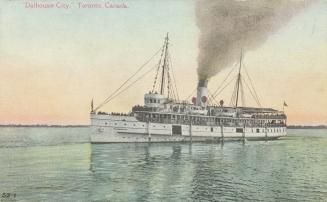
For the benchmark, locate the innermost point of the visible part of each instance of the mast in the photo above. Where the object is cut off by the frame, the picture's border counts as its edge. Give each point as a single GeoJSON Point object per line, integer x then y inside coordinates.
{"type": "Point", "coordinates": [164, 67]}
{"type": "Point", "coordinates": [239, 78]}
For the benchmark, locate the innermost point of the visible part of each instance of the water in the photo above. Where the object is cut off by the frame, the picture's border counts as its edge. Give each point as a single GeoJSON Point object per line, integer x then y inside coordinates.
{"type": "Point", "coordinates": [58, 164]}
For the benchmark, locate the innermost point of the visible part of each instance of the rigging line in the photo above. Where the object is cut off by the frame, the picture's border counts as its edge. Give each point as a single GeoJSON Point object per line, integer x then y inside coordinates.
{"type": "Point", "coordinates": [137, 71]}
{"type": "Point", "coordinates": [255, 99]}
{"type": "Point", "coordinates": [225, 86]}
{"type": "Point", "coordinates": [172, 71]}
{"type": "Point", "coordinates": [213, 99]}
{"type": "Point", "coordinates": [251, 83]}
{"type": "Point", "coordinates": [188, 97]}
{"type": "Point", "coordinates": [233, 98]}
{"type": "Point", "coordinates": [233, 68]}
{"type": "Point", "coordinates": [159, 65]}
{"type": "Point", "coordinates": [242, 93]}
{"type": "Point", "coordinates": [147, 72]}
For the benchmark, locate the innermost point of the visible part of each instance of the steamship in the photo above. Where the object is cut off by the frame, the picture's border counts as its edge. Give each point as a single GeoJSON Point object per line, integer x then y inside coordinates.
{"type": "Point", "coordinates": [163, 118]}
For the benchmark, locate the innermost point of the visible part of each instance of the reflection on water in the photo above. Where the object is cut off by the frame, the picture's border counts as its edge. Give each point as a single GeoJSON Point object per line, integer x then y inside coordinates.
{"type": "Point", "coordinates": [293, 168]}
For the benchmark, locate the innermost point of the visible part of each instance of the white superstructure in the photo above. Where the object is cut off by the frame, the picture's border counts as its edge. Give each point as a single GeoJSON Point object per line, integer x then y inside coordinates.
{"type": "Point", "coordinates": [163, 119]}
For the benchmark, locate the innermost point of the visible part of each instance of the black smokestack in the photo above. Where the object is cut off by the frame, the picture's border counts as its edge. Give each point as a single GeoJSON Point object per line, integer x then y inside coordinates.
{"type": "Point", "coordinates": [227, 26]}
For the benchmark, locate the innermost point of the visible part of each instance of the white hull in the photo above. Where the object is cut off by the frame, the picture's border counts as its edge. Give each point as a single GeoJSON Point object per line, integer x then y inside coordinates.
{"type": "Point", "coordinates": [120, 129]}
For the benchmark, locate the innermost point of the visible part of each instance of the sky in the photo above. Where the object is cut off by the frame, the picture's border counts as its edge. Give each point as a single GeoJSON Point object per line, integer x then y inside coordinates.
{"type": "Point", "coordinates": [54, 61]}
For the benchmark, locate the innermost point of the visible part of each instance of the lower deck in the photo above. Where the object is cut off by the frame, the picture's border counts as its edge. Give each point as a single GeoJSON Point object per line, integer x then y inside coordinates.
{"type": "Point", "coordinates": [128, 129]}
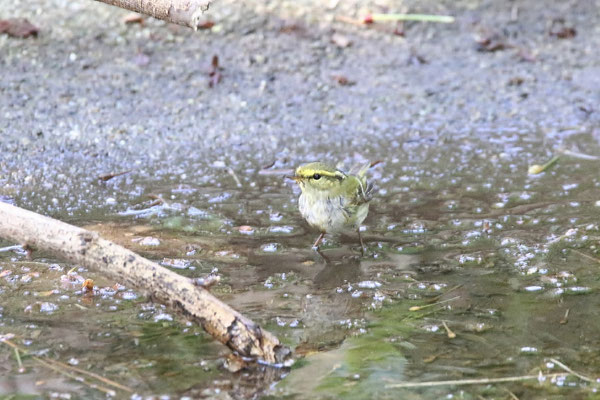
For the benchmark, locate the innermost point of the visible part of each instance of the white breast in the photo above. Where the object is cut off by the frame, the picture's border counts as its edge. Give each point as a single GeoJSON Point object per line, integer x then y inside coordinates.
{"type": "Point", "coordinates": [325, 213]}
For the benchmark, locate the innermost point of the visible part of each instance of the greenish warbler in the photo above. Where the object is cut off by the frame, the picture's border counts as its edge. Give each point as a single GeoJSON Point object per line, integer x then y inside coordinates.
{"type": "Point", "coordinates": [331, 200]}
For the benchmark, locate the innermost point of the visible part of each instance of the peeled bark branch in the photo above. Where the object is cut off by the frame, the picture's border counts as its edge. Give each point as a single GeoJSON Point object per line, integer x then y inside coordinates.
{"type": "Point", "coordinates": [87, 248]}
{"type": "Point", "coordinates": [181, 12]}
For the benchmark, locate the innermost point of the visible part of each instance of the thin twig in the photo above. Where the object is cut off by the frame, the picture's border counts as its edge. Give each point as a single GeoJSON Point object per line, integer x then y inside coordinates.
{"type": "Point", "coordinates": [569, 370]}
{"type": "Point", "coordinates": [93, 375]}
{"type": "Point", "coordinates": [447, 19]}
{"type": "Point", "coordinates": [451, 335]}
{"type": "Point", "coordinates": [418, 308]}
{"type": "Point", "coordinates": [19, 362]}
{"type": "Point", "coordinates": [482, 381]}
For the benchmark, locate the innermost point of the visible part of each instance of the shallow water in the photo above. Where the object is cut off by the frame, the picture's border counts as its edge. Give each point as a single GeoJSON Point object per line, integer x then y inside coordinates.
{"type": "Point", "coordinates": [512, 259]}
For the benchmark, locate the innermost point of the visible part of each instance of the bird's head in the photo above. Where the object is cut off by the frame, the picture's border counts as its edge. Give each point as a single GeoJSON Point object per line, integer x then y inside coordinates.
{"type": "Point", "coordinates": [318, 176]}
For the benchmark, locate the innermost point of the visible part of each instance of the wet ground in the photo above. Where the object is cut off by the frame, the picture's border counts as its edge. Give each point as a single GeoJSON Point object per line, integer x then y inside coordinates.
{"type": "Point", "coordinates": [507, 263]}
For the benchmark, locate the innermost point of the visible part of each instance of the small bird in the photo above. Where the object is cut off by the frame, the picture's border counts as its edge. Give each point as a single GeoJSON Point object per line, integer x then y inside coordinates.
{"type": "Point", "coordinates": [331, 200]}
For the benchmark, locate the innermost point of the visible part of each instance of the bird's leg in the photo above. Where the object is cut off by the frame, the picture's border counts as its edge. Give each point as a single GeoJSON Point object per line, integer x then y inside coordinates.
{"type": "Point", "coordinates": [316, 247]}
{"type": "Point", "coordinates": [362, 245]}
{"type": "Point", "coordinates": [318, 241]}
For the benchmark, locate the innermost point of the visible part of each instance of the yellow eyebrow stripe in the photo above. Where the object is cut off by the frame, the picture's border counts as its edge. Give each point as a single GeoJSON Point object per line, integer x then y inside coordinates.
{"type": "Point", "coordinates": [308, 173]}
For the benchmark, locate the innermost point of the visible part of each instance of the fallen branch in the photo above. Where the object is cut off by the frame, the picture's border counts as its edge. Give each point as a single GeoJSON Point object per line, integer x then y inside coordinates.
{"type": "Point", "coordinates": [181, 12]}
{"type": "Point", "coordinates": [87, 248]}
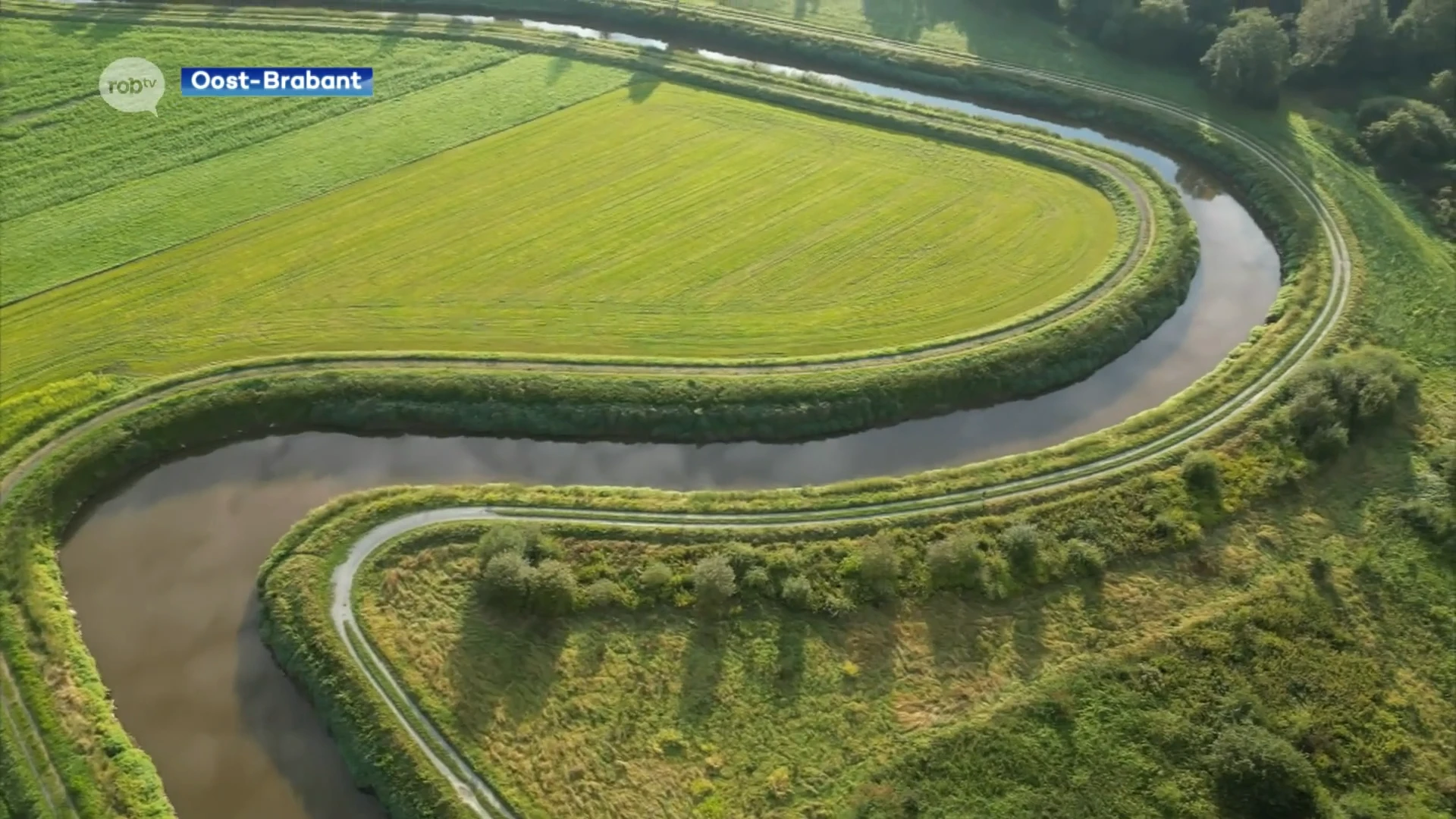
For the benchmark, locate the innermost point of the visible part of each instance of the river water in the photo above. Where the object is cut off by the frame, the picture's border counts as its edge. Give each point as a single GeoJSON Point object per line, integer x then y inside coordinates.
{"type": "Point", "coordinates": [162, 575]}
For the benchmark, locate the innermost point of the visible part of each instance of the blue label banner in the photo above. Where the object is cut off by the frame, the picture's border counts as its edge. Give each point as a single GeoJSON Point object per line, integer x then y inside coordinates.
{"type": "Point", "coordinates": [297, 80]}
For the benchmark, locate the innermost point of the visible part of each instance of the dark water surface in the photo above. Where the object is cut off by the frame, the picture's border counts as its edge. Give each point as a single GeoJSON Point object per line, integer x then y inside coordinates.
{"type": "Point", "coordinates": [162, 575]}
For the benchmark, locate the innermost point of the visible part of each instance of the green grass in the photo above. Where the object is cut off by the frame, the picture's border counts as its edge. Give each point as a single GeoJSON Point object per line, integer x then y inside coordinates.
{"type": "Point", "coordinates": [653, 221]}
{"type": "Point", "coordinates": [25, 413]}
{"type": "Point", "coordinates": [660, 711]}
{"type": "Point", "coordinates": [58, 140]}
{"type": "Point", "coordinates": [174, 206]}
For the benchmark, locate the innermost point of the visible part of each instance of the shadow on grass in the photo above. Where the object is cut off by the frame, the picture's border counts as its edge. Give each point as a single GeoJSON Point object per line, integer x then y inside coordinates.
{"type": "Point", "coordinates": [642, 85]}
{"type": "Point", "coordinates": [702, 670]}
{"type": "Point", "coordinates": [504, 667]}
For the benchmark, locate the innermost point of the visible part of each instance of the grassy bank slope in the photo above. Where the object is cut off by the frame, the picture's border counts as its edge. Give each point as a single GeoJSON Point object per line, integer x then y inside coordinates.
{"type": "Point", "coordinates": [620, 226]}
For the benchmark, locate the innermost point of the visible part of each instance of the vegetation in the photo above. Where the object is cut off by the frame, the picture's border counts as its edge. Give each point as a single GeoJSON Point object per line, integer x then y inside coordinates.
{"type": "Point", "coordinates": [1405, 278]}
{"type": "Point", "coordinates": [60, 148]}
{"type": "Point", "coordinates": [178, 205]}
{"type": "Point", "coordinates": [1229, 662]}
{"type": "Point", "coordinates": [546, 249]}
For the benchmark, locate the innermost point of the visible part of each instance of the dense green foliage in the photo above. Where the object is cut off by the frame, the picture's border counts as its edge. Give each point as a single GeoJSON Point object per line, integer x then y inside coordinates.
{"type": "Point", "coordinates": [57, 490]}
{"type": "Point", "coordinates": [685, 695]}
{"type": "Point", "coordinates": [1250, 58]}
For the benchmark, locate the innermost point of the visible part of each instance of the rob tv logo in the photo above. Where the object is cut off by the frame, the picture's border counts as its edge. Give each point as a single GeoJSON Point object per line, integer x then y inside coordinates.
{"type": "Point", "coordinates": [133, 85]}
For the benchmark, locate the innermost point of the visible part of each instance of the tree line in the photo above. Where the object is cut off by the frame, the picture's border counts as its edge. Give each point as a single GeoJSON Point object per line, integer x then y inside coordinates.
{"type": "Point", "coordinates": [1391, 64]}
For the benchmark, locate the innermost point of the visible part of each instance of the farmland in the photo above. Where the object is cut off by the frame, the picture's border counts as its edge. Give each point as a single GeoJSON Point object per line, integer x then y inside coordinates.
{"type": "Point", "coordinates": [1260, 569]}
{"type": "Point", "coordinates": [563, 235]}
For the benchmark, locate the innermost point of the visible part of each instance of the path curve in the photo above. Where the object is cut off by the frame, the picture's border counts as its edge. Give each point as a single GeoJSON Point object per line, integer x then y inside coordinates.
{"type": "Point", "coordinates": [469, 786]}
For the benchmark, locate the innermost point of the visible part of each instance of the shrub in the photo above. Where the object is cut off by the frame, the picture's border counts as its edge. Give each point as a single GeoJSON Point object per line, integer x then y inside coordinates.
{"type": "Point", "coordinates": [1260, 776]}
{"type": "Point", "coordinates": [993, 580]}
{"type": "Point", "coordinates": [601, 594]}
{"type": "Point", "coordinates": [880, 567]}
{"type": "Point", "coordinates": [799, 594]}
{"type": "Point", "coordinates": [954, 561]}
{"type": "Point", "coordinates": [655, 579]}
{"type": "Point", "coordinates": [1021, 544]}
{"type": "Point", "coordinates": [1200, 472]}
{"type": "Point", "coordinates": [1429, 519]}
{"type": "Point", "coordinates": [1085, 558]}
{"type": "Point", "coordinates": [714, 582]}
{"type": "Point", "coordinates": [758, 580]}
{"type": "Point", "coordinates": [1405, 133]}
{"type": "Point", "coordinates": [1329, 400]}
{"type": "Point", "coordinates": [507, 579]}
{"type": "Point", "coordinates": [554, 588]}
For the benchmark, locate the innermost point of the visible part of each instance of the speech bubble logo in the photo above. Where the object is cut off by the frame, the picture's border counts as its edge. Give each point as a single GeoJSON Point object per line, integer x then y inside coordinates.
{"type": "Point", "coordinates": [133, 85]}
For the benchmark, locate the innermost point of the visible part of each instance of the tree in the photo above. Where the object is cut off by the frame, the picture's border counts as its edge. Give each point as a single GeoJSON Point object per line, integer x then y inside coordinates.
{"type": "Point", "coordinates": [954, 561]}
{"type": "Point", "coordinates": [507, 579]}
{"type": "Point", "coordinates": [1343, 37]}
{"type": "Point", "coordinates": [655, 579]}
{"type": "Point", "coordinates": [1153, 30]}
{"type": "Point", "coordinates": [799, 594]}
{"type": "Point", "coordinates": [1260, 776]}
{"type": "Point", "coordinates": [554, 588]}
{"type": "Point", "coordinates": [1442, 91]}
{"type": "Point", "coordinates": [714, 582]}
{"type": "Point", "coordinates": [1426, 36]}
{"type": "Point", "coordinates": [1405, 134]}
{"type": "Point", "coordinates": [880, 567]}
{"type": "Point", "coordinates": [1021, 542]}
{"type": "Point", "coordinates": [1250, 60]}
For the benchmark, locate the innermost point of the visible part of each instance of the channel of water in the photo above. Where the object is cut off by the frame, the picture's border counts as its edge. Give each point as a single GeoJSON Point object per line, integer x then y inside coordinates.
{"type": "Point", "coordinates": [162, 573]}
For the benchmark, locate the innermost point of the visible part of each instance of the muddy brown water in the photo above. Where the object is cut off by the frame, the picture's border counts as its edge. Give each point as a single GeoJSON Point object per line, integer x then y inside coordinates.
{"type": "Point", "coordinates": [162, 573]}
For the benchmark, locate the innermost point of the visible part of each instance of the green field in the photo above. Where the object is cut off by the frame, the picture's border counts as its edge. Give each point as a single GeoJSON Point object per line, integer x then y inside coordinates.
{"type": "Point", "coordinates": [1095, 697]}
{"type": "Point", "coordinates": [653, 221]}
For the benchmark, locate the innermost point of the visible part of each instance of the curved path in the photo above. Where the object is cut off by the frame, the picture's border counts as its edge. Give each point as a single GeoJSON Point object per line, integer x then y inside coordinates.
{"type": "Point", "coordinates": [472, 789]}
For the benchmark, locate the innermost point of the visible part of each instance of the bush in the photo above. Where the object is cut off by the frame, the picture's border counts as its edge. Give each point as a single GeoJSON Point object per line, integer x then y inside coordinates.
{"type": "Point", "coordinates": [714, 582]}
{"type": "Point", "coordinates": [954, 561]}
{"type": "Point", "coordinates": [655, 579]}
{"type": "Point", "coordinates": [1021, 544]}
{"type": "Point", "coordinates": [880, 567]}
{"type": "Point", "coordinates": [799, 594]}
{"type": "Point", "coordinates": [554, 588]}
{"type": "Point", "coordinates": [993, 580]}
{"type": "Point", "coordinates": [601, 594]}
{"type": "Point", "coordinates": [758, 580]}
{"type": "Point", "coordinates": [1200, 472]}
{"type": "Point", "coordinates": [1405, 133]}
{"type": "Point", "coordinates": [1329, 400]}
{"type": "Point", "coordinates": [507, 579]}
{"type": "Point", "coordinates": [1085, 558]}
{"type": "Point", "coordinates": [1260, 776]}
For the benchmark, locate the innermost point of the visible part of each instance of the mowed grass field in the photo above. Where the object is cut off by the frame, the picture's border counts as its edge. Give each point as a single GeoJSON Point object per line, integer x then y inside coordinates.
{"type": "Point", "coordinates": [651, 221]}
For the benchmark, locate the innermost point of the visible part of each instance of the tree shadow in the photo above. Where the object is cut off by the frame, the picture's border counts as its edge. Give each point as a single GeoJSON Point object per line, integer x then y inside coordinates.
{"type": "Point", "coordinates": [642, 85]}
{"type": "Point", "coordinates": [395, 31]}
{"type": "Point", "coordinates": [503, 668]}
{"type": "Point", "coordinates": [789, 656]}
{"type": "Point", "coordinates": [98, 25]}
{"type": "Point", "coordinates": [871, 642]}
{"type": "Point", "coordinates": [558, 67]}
{"type": "Point", "coordinates": [897, 19]}
{"type": "Point", "coordinates": [702, 670]}
{"type": "Point", "coordinates": [281, 722]}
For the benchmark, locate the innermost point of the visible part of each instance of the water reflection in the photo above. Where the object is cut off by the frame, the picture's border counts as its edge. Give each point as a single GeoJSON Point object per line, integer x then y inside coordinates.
{"type": "Point", "coordinates": [162, 576]}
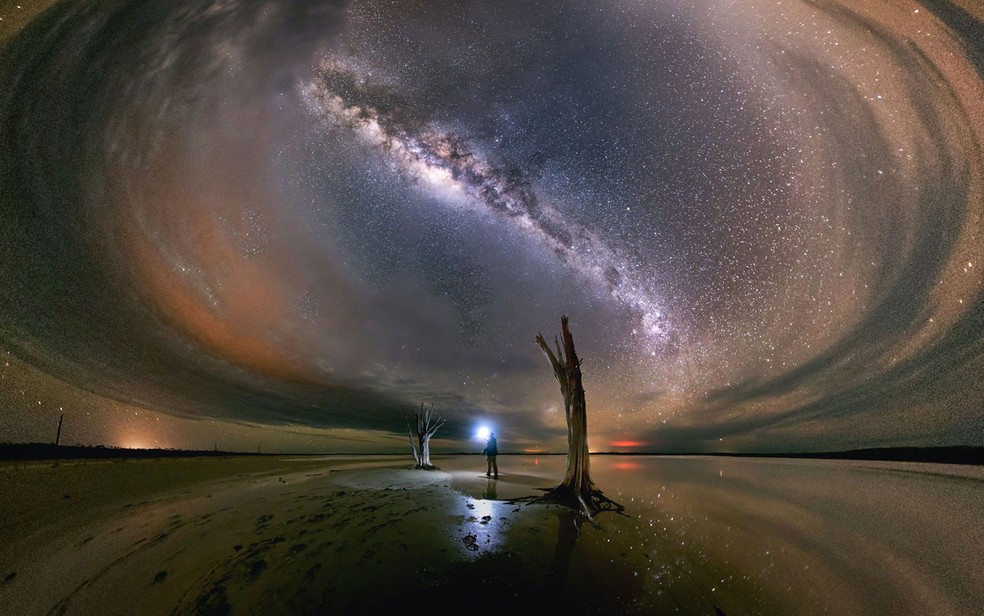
= = = =
- _Given problem_: Rewrite the part of the entries that opens with the line containing "of the mowed" and runs through the end of the entries as a numbered list, one item per line, with blank lines dropped. Leave the pictures out of the list.

- _The completed task_:
1. For the benchmark, locate the innermost point of the visible part of each instance of the mowed grass field in the photo above. Where the object is cut off by the frame, the picture's border counts as its edge. Give each point as a single GeoJSON Point object per line, integer x then y inside coordinates.
2. {"type": "Point", "coordinates": [651, 221]}
3. For the benchmark, locate the innermost point of the visible part of each instance of the tree shadow in the photo above. Where the object is cut off by the frame, the picture's border counts as its edge. Give each point as a single GeoJSON Point object per line, integer x then y inside coordinates.
4. {"type": "Point", "coordinates": [642, 85]}
5. {"type": "Point", "coordinates": [395, 31]}
6. {"type": "Point", "coordinates": [503, 668]}
7. {"type": "Point", "coordinates": [789, 656]}
8. {"type": "Point", "coordinates": [98, 25]}
9. {"type": "Point", "coordinates": [871, 642]}
10. {"type": "Point", "coordinates": [558, 67]}
11. {"type": "Point", "coordinates": [897, 19]}
12. {"type": "Point", "coordinates": [702, 670]}
13. {"type": "Point", "coordinates": [281, 722]}
14. For the benchmark, locate the innermost point of the visible part of each instance of the water reflection in the photo above. Where the object is cut off by the frame, the picture's border counts as its edge. Give each point as a single GeoJSON Point object per line, integer x then y inside coordinates.
15. {"type": "Point", "coordinates": [162, 576]}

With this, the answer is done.